#### REQUIRED ACTION:
The records come next. Copy all of them exactly.

#### DATA IN THIS EXERCISE:
• • • • •

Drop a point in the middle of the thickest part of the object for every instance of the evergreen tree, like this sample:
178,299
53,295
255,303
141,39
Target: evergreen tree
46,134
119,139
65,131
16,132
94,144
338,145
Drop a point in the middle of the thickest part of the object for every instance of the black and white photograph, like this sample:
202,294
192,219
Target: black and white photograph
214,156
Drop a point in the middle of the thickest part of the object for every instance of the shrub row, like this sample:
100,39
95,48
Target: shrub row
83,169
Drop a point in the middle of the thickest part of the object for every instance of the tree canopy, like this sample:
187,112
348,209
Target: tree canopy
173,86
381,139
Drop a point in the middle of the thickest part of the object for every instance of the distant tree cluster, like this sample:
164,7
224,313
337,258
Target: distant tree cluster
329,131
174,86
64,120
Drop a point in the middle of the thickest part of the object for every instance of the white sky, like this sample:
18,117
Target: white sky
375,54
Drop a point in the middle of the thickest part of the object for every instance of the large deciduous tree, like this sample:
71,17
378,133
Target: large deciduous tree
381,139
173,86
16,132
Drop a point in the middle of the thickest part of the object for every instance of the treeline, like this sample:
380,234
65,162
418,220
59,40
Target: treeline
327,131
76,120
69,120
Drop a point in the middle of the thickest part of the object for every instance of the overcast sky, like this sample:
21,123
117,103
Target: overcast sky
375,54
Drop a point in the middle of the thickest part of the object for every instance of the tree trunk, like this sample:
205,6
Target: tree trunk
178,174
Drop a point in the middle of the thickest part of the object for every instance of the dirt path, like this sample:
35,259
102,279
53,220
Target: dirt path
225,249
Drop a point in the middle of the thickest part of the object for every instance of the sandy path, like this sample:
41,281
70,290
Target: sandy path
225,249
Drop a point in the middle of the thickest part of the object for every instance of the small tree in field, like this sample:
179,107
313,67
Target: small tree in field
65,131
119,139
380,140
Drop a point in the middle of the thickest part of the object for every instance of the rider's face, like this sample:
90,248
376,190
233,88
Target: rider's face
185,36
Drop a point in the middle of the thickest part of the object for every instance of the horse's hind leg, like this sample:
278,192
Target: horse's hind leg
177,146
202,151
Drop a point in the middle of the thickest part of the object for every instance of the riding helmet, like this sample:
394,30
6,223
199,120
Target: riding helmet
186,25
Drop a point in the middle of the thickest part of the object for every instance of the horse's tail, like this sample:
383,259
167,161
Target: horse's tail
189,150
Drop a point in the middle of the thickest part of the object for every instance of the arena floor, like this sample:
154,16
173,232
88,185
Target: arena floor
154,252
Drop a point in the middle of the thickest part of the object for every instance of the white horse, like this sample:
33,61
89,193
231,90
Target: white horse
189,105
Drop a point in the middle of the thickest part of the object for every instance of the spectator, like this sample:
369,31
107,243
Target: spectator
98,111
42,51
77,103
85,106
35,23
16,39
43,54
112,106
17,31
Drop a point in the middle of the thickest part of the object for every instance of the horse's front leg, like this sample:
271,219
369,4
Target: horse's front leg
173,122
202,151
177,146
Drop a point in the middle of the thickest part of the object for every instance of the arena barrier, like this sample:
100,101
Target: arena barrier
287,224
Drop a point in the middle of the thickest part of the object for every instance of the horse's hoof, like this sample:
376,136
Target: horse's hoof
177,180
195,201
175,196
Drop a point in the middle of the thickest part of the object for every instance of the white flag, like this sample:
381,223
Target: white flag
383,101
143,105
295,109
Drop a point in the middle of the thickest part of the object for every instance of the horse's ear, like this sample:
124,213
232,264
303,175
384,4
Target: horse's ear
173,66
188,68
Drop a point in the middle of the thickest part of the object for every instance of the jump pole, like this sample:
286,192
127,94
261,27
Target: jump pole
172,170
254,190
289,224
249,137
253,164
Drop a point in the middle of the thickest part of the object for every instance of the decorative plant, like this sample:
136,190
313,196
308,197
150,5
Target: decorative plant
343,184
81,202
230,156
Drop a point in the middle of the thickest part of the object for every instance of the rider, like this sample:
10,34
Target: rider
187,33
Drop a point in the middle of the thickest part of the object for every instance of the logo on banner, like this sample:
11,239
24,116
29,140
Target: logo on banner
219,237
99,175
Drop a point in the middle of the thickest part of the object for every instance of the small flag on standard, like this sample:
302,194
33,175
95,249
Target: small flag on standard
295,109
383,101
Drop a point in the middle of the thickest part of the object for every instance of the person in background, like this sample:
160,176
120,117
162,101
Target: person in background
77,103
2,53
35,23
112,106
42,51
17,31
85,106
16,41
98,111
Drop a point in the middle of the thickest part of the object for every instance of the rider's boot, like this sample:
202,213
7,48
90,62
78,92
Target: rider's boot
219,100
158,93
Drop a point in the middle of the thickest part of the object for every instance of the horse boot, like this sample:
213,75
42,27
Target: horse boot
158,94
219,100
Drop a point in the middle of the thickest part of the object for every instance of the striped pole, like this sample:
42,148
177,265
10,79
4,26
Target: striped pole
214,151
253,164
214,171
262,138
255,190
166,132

• • • • •

#### REPLY:
Drop a point in the middle of the thickest part of the object for every instance of the evergreen tree, like this sample:
178,299
53,295
255,303
141,39
Target: evergreen tree
46,134
119,139
65,131
16,132
94,144
338,145
Drop a point in the middle of the thickest part of the object for every instance of the black and white photograph, like this sample:
202,294
192,219
Target: black and white photograph
214,156
Drop a point in the middle of the thickest part of the object for every instance of the shrub row, like this sample:
100,39
95,48
Target: shrub row
83,169
Drop a point in the middle of the thickest part of the object for every instance of the tree canopy, like this sample:
187,112
348,209
Target: tree canopy
173,86
381,139
Drop a point in the middle of the thickest part of the object for every instance of the distant tree cluster, like this sample:
164,7
224,313
337,258
Target: distant tree cluster
329,131
174,86
64,120
Drop a point in the middle of the thickest part of the object for every instance of the white sky, like this sample:
18,117
Target: white sky
375,54
Drop a point in the middle of the thickest part of the object for every instance of the large deciduous tree, like this sample:
71,17
378,133
Target: large deciduous tree
381,139
173,86
16,132
Drop a point in the middle of the thickest part of the object for every instance of the treeline, like this sample:
380,234
65,162
418,220
59,40
Target: treeline
327,131
76,120
69,120
Drop a point in the middle of the thickest part of the object for every instance of the overcast sky, like this sample:
21,123
117,103
Target: overcast sky
375,54
Drop a point in the middle of the thickest part of the object for every instance of the tree trunk, like this sample:
205,6
Target: tree trunk
178,174
Drop a point in the middle of the thickest part of the object for every instance of the dirt path, like this sample:
35,259
102,279
53,220
Target: dirt path
225,249
Drop a point in the middle of the thickest part of the object for every instance of the sandy path, like this sample:
41,281
70,290
Target: sandy path
225,249
Drop a point in the middle of the thickest part of the object for every instance of the small tree in field, like this sample:
179,107
313,67
Target: small tree in field
65,131
119,139
380,140
Drop a point in the middle of the thickest part of the object for every instance of the rider's face, like this sample:
90,248
376,190
233,88
Target: rider's face
185,36
Drop a point in the middle of the thickest part of the object for every instance of the horse's hind leg, like this sample:
278,192
Target: horse's hind leg
177,146
202,151
Drop a point in the middle of the thickest part of the object for every instance of the riding helmet, like this sample:
394,30
6,223
199,120
Target: riding helmet
186,25
Drop a point in the middle of the thickest part of the object for every instance of the horse's tail, like this sample:
383,259
167,161
Target: horse's tail
189,150
Drop a point in the middle of the thickest part of the object for every instance of the arena floor, like this sample:
154,16
173,232
88,185
Target: arena floor
154,252
Drop a point in the middle of the thickest part of the object for every instance of the white horse, like this sample:
33,61
89,193
231,90
Target: white horse
189,105
Drop a point in the middle of the thickest part of the object for every instance of the spectator, like this sample:
369,31
107,243
Target: spectator
98,111
42,51
77,103
85,106
35,23
16,39
43,54
112,106
17,31
Drop a point in the middle of the thickest part of the object for every instance of the horse's front leg, like this sample:
271,219
369,4
Target: horse's front leg
173,122
202,151
177,146
Drop a point in the middle of the thickest part of the object for every instance of the arena barrier, like this sample:
100,101
Target: arena barrier
287,224
Drop a point in the middle of the thickest part of the object for every instance of the horse's hoof, like this sample:
376,136
Target: horse's hoof
177,180
195,201
175,196
Drop a point in the middle of the thickest part of the object for every instance of the white flag, like this sample:
381,223
Target: white flag
383,101
143,105
295,109
Drop a point in the middle of the thickest part of the object for every instance of the horse's ear, like this sample:
124,213
232,264
303,175
384,4
Target: horse's ear
173,66
188,68
Drop a point in the middle of the thickest part of the object for every instance of the jump pole, like this sample:
286,192
127,94
261,27
Target: jump pole
172,170
254,190
289,224
249,137
253,164
Drop a point in the middle of the thickest part of the object for every instance of the decorative plant, like this sample:
136,190
313,196
308,197
150,5
Target: decorative plant
343,184
81,202
230,156
Drop a point in the middle of the thickest part of the object for every instance of the rider, like this sample:
10,34
Target: rider
187,33
Drop a point in the middle of the thickest part of the object for every instance of the logo on banner, like this sample:
11,239
24,116
29,140
Target: logo on banner
219,237
99,175
Drop a point in the middle of the thickest part of the object for every instance of the small flag on standard, like this sample:
302,194
33,175
95,249
Target: small flag on standard
295,109
383,101
Drop a point in the middle of the thickest part of the object for every instance of the person in background, like this sample:
160,176
120,117
162,101
Target: person in background
77,103
2,53
35,23
112,106
42,51
17,31
85,106
16,41
98,111
Drop a point in the middle of the thickest part of the object for every instance of the rider's boot, like this sample:
202,213
7,48
90,62
78,92
Target: rider's boot
219,100
158,93
Drop a point in the middle of the thickest part of the object for every instance of the horse boot, like this sample:
213,75
42,27
Target: horse boot
158,94
219,100
Drop a point in the middle of the thickest part of the object for every instance of the striped pole, like this sample:
42,148
177,265
10,79
4,26
Target: striped pole
214,151
253,164
214,171
262,138
255,190
166,132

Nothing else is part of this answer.